*Required action:* Copy every line of the data that contains the string "jersey".

Dataset entries

***

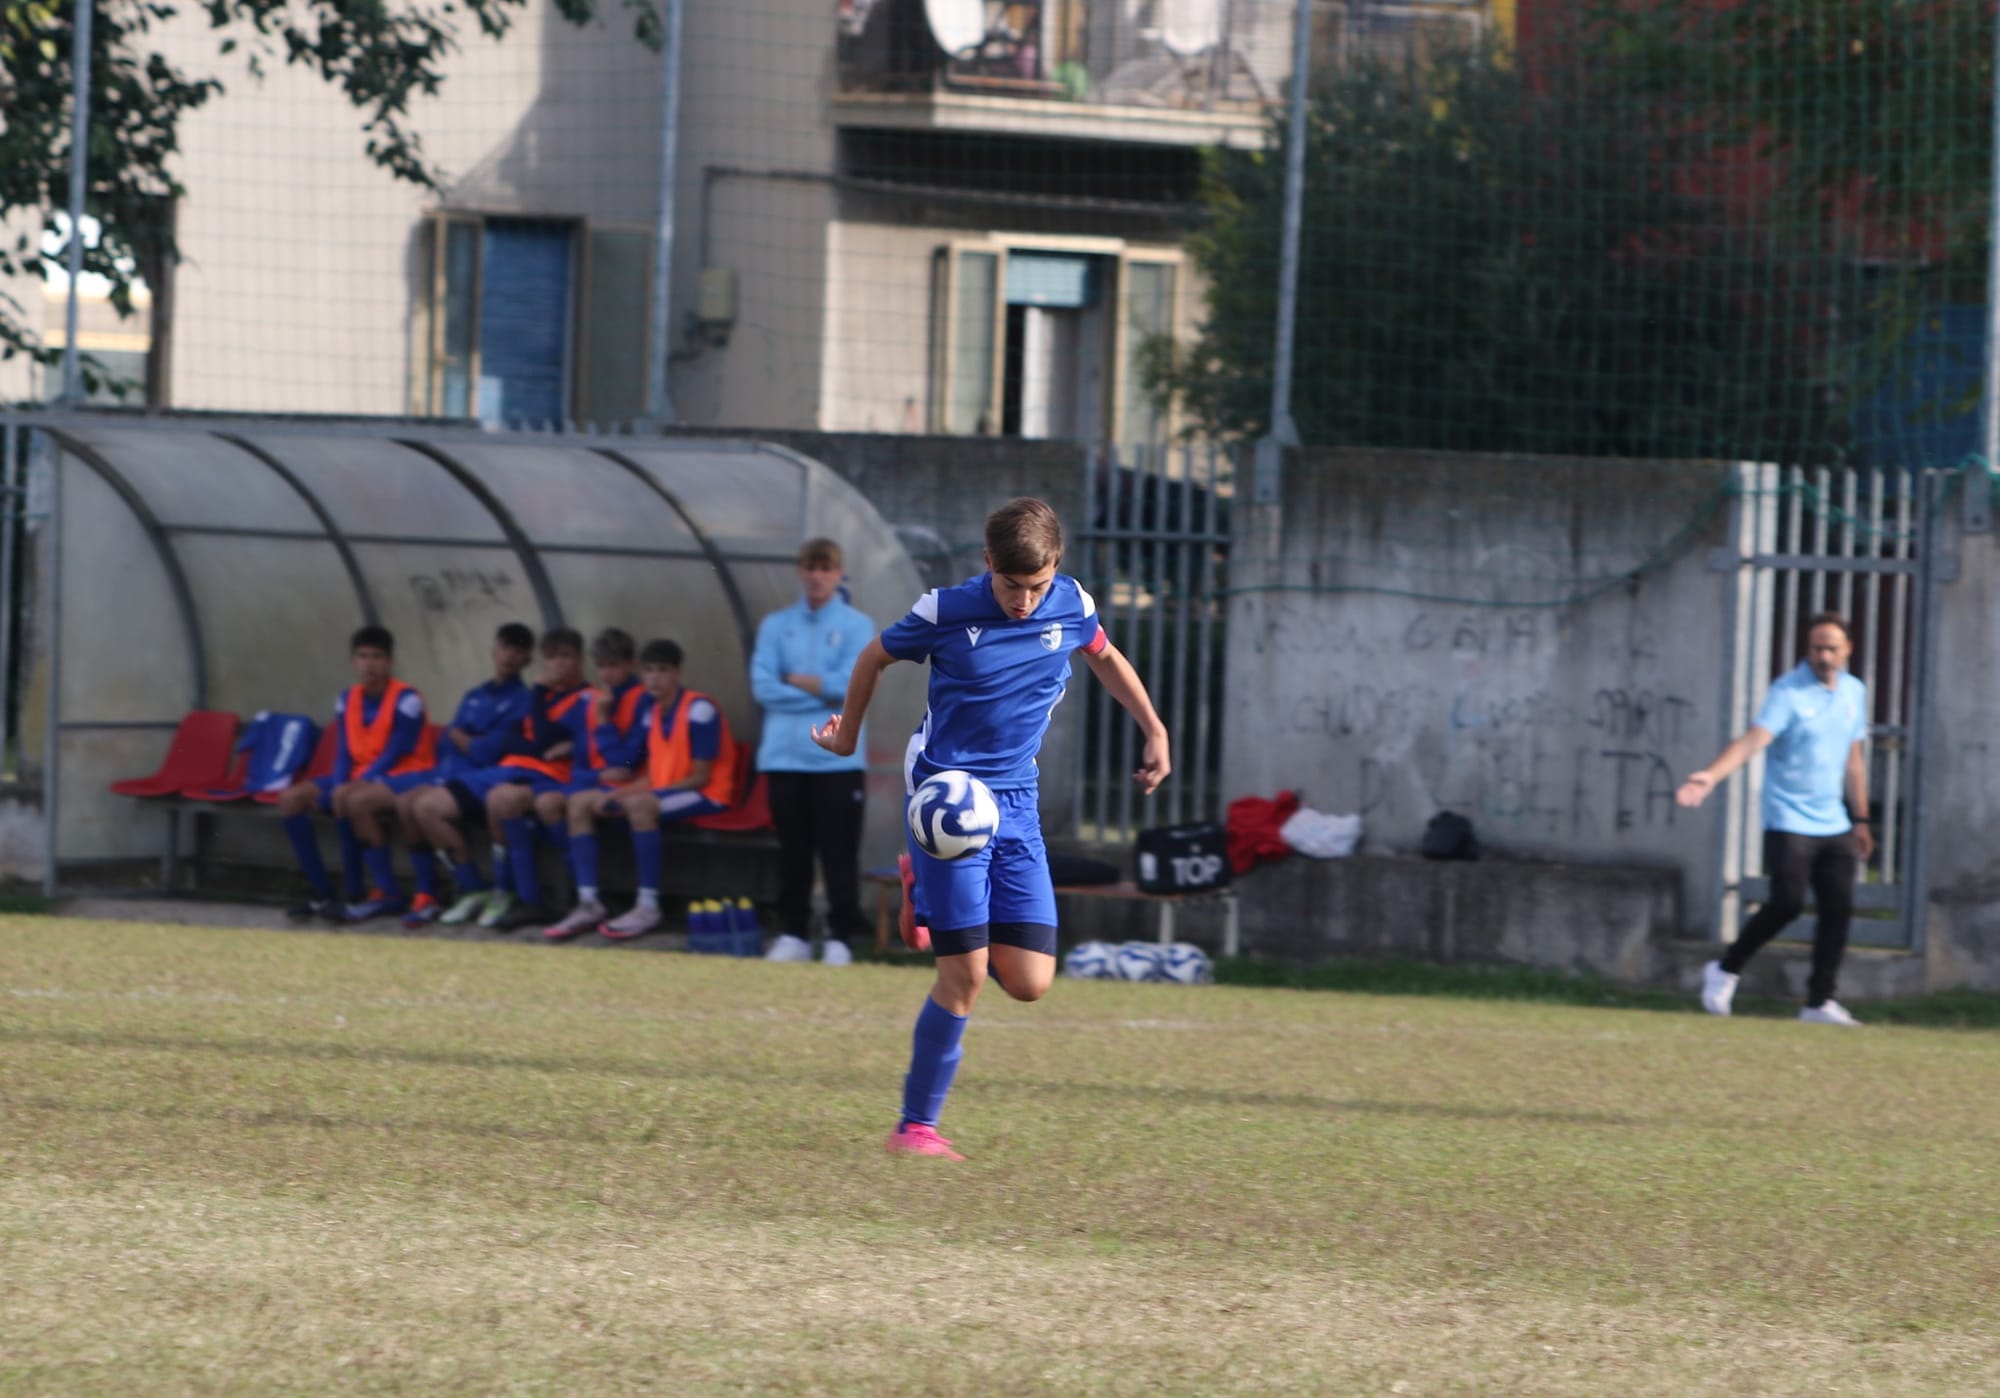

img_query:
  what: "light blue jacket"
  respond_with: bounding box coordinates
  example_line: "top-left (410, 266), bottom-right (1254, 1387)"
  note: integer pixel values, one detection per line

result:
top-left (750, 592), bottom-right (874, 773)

***

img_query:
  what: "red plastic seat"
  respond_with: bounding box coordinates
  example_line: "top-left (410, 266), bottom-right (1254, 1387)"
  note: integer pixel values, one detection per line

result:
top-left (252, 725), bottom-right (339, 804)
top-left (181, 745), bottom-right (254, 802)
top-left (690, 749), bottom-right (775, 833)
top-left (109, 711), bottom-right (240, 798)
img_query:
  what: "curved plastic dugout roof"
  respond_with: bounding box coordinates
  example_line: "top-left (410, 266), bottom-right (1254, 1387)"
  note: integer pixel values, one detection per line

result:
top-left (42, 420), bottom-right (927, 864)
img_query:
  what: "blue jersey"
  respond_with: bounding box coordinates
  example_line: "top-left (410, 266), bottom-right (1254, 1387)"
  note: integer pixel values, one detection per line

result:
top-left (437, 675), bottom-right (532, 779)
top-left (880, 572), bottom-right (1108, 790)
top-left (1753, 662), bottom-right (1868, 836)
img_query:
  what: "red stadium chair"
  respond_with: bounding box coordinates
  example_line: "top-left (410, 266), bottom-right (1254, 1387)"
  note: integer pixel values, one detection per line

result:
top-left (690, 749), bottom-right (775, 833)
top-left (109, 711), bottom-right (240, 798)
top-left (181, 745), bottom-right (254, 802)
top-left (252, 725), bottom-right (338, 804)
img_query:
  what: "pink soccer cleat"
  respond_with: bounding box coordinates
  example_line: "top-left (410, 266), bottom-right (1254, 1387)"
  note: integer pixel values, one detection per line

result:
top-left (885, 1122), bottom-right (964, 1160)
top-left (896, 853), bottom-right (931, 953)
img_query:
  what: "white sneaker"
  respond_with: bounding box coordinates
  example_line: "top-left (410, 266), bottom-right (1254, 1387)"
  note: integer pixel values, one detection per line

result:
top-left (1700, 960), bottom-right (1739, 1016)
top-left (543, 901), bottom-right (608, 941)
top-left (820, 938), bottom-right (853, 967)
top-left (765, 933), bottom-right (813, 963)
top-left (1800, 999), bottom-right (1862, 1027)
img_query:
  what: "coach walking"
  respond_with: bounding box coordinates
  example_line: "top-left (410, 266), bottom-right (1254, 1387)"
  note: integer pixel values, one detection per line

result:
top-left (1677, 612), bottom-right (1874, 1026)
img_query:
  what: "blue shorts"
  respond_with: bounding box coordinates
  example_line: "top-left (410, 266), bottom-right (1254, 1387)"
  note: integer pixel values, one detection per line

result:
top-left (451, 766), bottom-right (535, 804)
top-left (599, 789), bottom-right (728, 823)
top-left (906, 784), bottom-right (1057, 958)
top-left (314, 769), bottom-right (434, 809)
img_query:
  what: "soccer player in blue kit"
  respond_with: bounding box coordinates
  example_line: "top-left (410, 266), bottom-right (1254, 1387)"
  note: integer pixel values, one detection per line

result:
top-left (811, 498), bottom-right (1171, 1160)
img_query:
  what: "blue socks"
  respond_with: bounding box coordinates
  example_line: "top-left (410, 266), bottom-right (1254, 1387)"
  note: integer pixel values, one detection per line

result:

***

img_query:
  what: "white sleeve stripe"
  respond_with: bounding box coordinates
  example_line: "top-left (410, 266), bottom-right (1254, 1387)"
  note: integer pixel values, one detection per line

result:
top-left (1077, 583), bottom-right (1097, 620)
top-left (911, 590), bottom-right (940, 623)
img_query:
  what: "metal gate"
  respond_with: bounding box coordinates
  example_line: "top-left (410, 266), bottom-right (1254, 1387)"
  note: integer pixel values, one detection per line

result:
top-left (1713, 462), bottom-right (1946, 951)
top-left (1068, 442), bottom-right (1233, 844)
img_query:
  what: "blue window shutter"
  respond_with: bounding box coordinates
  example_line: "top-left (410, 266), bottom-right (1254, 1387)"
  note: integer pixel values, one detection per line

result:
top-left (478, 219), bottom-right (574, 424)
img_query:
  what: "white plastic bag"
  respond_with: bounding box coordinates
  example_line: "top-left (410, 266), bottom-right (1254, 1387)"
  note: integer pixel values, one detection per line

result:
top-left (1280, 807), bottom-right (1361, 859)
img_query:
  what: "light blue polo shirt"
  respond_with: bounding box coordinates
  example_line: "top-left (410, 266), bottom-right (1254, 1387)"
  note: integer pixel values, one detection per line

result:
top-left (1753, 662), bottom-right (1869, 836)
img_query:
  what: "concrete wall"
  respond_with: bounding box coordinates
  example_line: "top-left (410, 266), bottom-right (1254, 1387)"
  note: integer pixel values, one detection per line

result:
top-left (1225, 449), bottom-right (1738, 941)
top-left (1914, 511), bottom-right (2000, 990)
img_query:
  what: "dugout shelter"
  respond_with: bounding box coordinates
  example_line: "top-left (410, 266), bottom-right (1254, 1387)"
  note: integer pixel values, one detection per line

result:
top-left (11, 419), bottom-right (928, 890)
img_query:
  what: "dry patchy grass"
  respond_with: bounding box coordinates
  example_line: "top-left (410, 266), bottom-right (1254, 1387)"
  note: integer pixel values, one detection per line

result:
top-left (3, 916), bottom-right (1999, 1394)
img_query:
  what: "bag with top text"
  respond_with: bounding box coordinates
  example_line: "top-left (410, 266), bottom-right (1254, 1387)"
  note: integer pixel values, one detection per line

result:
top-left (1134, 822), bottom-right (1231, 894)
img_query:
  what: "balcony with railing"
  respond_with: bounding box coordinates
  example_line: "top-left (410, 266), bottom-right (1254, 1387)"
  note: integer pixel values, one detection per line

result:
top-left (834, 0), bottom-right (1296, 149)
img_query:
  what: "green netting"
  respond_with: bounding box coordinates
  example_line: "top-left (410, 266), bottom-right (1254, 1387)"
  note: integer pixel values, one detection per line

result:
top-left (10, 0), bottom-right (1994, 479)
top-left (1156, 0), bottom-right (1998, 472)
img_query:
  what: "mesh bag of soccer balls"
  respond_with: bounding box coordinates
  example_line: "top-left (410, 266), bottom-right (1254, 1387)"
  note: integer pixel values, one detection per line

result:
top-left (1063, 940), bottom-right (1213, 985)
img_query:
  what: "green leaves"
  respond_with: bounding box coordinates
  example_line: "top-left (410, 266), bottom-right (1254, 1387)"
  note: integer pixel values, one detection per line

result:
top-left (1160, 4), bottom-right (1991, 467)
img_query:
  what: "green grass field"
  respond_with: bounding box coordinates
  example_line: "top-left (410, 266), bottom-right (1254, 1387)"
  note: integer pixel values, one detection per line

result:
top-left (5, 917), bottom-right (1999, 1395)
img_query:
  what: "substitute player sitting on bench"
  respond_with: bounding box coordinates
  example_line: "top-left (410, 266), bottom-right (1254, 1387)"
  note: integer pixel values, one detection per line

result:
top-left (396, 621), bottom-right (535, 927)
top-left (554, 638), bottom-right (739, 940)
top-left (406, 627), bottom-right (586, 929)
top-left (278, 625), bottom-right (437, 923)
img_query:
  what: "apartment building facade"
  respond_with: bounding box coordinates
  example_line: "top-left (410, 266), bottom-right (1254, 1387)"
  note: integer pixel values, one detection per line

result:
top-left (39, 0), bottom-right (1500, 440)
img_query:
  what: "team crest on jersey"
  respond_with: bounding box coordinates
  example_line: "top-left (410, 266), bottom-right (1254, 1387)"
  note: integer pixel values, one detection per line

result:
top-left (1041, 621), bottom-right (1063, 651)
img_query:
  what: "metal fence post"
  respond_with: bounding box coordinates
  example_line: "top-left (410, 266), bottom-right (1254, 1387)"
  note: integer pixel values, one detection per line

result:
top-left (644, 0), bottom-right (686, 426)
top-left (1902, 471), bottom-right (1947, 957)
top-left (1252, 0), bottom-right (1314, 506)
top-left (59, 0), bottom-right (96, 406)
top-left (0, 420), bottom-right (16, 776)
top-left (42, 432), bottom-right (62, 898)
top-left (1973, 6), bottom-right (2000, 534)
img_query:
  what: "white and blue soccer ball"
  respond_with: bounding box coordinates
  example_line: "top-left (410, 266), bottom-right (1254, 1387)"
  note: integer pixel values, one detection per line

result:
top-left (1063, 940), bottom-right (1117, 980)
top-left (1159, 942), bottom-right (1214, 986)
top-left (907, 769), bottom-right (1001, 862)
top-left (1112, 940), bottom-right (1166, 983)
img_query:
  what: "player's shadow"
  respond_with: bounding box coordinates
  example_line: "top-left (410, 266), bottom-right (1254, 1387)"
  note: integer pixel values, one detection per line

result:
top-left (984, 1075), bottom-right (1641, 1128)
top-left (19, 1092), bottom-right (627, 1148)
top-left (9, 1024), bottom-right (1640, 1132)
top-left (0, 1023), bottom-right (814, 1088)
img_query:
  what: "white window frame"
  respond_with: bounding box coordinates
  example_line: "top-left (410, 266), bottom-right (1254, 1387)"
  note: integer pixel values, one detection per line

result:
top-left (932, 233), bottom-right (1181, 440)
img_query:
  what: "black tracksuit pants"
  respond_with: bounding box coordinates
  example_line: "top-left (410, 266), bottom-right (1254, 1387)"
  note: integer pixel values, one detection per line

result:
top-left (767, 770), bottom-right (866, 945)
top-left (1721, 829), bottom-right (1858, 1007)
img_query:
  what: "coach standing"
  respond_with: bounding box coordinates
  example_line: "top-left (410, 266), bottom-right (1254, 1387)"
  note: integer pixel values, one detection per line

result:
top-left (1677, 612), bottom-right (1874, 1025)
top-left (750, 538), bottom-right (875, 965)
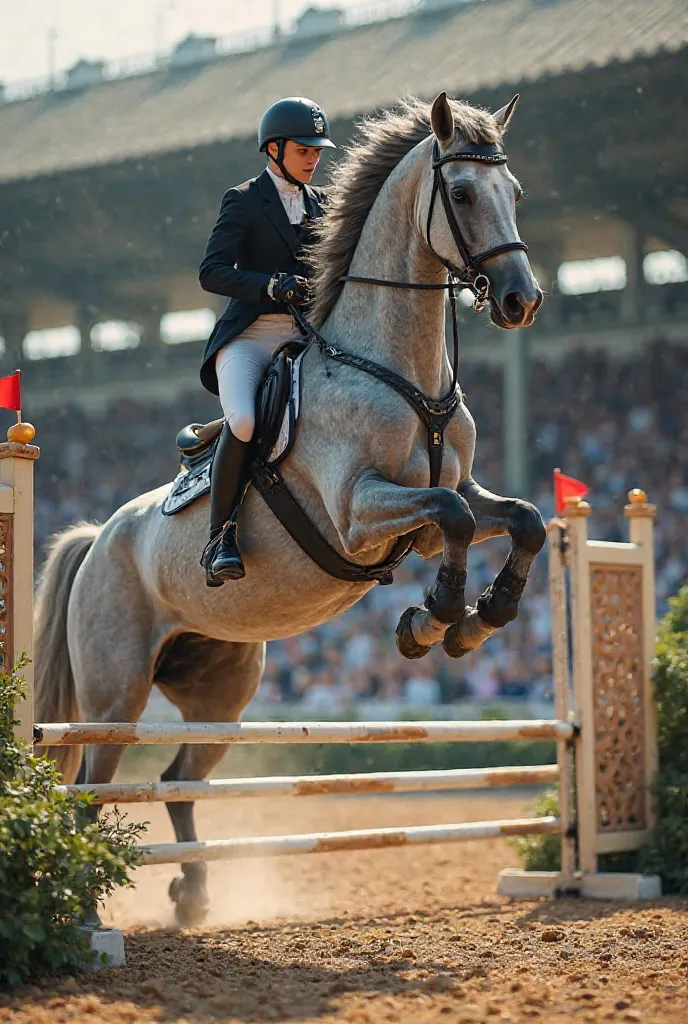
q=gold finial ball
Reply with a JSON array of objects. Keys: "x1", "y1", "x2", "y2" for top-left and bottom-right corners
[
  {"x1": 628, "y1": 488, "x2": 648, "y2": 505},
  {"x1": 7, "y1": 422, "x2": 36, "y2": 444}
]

***

*Solved exercise:*
  what: "blue jersey"
  what: "team crest on jersey"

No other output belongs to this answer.